Records for the task:
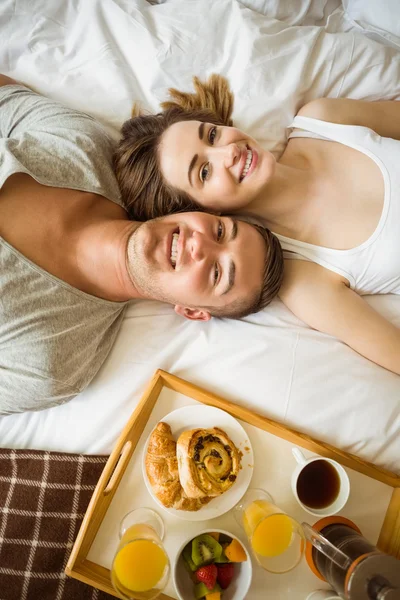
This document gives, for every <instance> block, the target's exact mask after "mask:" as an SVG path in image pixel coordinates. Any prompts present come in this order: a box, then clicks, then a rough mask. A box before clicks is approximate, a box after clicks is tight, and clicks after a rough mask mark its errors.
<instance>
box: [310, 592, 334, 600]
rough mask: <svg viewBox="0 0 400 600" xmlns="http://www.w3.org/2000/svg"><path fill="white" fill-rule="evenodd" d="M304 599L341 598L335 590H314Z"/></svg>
mask: <svg viewBox="0 0 400 600" xmlns="http://www.w3.org/2000/svg"><path fill="white" fill-rule="evenodd" d="M306 600H341V598H340V596H338V595H337V594H336V592H335V590H315V592H311V594H310V595H309V596H307V598H306Z"/></svg>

Work required:
In the listing, how many lines hold "instance"? Answer with a bare number.

The completed task:
2